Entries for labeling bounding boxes
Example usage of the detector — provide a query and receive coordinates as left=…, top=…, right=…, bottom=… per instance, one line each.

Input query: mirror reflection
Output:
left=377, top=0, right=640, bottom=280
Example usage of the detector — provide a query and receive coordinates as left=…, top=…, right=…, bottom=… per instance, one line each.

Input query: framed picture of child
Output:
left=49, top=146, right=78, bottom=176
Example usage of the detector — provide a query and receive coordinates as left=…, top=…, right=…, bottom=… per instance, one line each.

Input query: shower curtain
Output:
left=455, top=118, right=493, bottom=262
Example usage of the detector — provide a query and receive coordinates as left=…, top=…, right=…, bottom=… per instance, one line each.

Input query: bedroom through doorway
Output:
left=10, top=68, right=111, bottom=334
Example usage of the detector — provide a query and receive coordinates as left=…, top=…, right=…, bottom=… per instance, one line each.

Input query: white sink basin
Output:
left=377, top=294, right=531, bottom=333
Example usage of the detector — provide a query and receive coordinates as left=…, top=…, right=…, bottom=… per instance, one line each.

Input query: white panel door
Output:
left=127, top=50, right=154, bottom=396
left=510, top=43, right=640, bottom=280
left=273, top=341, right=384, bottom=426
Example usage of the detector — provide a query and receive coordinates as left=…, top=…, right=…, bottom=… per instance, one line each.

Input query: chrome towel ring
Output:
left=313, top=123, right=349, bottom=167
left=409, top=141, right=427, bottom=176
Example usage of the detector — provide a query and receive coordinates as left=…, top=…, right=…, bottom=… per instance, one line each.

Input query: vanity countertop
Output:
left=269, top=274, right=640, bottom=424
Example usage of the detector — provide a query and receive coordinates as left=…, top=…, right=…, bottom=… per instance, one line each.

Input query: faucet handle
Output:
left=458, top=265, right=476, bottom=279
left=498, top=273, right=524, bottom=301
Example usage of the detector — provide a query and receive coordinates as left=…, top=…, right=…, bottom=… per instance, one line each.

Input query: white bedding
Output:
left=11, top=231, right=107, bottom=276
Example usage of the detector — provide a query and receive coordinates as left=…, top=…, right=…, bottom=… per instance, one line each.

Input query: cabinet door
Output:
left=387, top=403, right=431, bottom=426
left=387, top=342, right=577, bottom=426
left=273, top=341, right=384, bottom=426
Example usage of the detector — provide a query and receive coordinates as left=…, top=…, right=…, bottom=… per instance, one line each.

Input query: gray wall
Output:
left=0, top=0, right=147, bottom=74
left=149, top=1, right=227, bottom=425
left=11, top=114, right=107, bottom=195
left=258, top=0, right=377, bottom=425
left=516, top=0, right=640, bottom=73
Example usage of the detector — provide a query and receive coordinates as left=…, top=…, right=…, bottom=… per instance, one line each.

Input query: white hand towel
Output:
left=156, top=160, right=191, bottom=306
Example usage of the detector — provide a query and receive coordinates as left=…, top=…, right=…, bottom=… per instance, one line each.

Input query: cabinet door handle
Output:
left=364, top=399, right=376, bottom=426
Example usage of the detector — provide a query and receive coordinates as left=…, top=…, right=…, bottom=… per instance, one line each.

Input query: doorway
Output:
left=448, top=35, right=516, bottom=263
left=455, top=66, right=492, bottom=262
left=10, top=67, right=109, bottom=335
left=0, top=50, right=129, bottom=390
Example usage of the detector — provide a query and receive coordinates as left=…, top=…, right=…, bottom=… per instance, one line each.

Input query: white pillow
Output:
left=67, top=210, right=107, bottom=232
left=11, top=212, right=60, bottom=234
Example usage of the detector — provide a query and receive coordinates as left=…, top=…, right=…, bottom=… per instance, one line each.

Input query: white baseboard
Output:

Work required
Reproduce every line of the listing above without any changes.

Solution
Example usage of the detector — provide a query and receive coordinates as left=…, top=…, right=…, bottom=… per instance, one line each.

Input query: mirror reflection
Output:
left=377, top=0, right=640, bottom=280
Example usage of the detector — provide a query and receive coordinates as left=…, top=…, right=…, bottom=… per instance, one line each.

Input query: framed picture of child
Output:
left=49, top=146, right=78, bottom=176
Example usage of the detector — provide a query and receive coordinates as left=…, top=…, right=…, bottom=… per instance, one line each.

Input query: shower curtain
Output:
left=455, top=118, right=493, bottom=262
Example usage of the detector — provide a query and receive coordinates as left=…, top=…, right=…, bottom=… per instance, one line each.

Input query: bedroom through doorway
Output:
left=10, top=68, right=111, bottom=334
Example usage of the detector — provide a query and receive coordinates as left=…, top=…, right=…, bottom=… per instance, one line each.

Input query: white sink basin
Output:
left=377, top=294, right=531, bottom=333
Example usage of the detector — provide a query and receive coordinates as left=…, top=…, right=…, bottom=… per instance, one line each.

Input query: white panel door
Output:
left=127, top=50, right=154, bottom=396
left=510, top=43, right=640, bottom=280
left=273, top=341, right=384, bottom=426
Example usage of the detector — provide a query and receive coordinates as left=…, top=…, right=…, bottom=… per instance, one line each.

Input query: chrome towel ring
Output:
left=313, top=123, right=349, bottom=167
left=409, top=141, right=427, bottom=176
Example usage of the detector — provide a query and receive coordinates as left=…, top=…, right=…, bottom=… per instance, one line each.

Input query: vanity countertop
Output:
left=269, top=274, right=640, bottom=424
Example usage of the detector — provide a query and receive coordinates as left=…, top=…, right=…, bottom=… per instance, one line each.

Input query: faucet handle
Output:
left=458, top=265, right=476, bottom=279
left=498, top=273, right=524, bottom=301
Example usage of the detector — provide a query and receive coordinates as left=…, top=…, right=…, bottom=… per instance, one line each.

Input query: white bedding
Output:
left=11, top=231, right=107, bottom=276
Example usage of the detector — provide a query and receive coordinates as left=…, top=…, right=…, bottom=… per instance, one line each.

Input query: cabinet door
Output:
left=387, top=403, right=431, bottom=426
left=387, top=342, right=577, bottom=426
left=273, top=341, right=384, bottom=426
Example usage of the detector — provide a query and receive coordinates as left=…, top=…, right=…, bottom=… per instance, one line each.

Input query: gray wall
Output:
left=0, top=0, right=147, bottom=74
left=149, top=1, right=227, bottom=425
left=11, top=114, right=107, bottom=195
left=258, top=0, right=377, bottom=425
left=516, top=0, right=640, bottom=73
Example usage of the detector — provide a query and receive coordinates as left=…, top=…, right=…, bottom=… per instance, one line each.

Input query: white hand towel
Output:
left=156, top=160, right=191, bottom=306
Example usage of the detector — provide a query and receive coordinates as left=…, top=…, right=…, bottom=… per instance, one line each.

Input query: cabinet door handle
Output:
left=364, top=399, right=376, bottom=426
Example usage of the detector — provide a query and receive coordinates as left=…, top=…, right=…, bottom=… per instance, one line each.

Input query: doorway
Output:
left=448, top=35, right=516, bottom=263
left=455, top=66, right=492, bottom=262
left=10, top=67, right=109, bottom=335
left=0, top=50, right=129, bottom=390
Example usage of the detector — provide a query and receive coordinates as left=…, top=…, right=…, bottom=… per instance, one line each.

Input query: white pillow
Output:
left=67, top=210, right=107, bottom=232
left=11, top=212, right=60, bottom=234
Example usage of the detector — provide a query and receive coordinates as left=…, top=…, right=…, bottom=… per instance, one line each.

Input query: white baseboard
Output:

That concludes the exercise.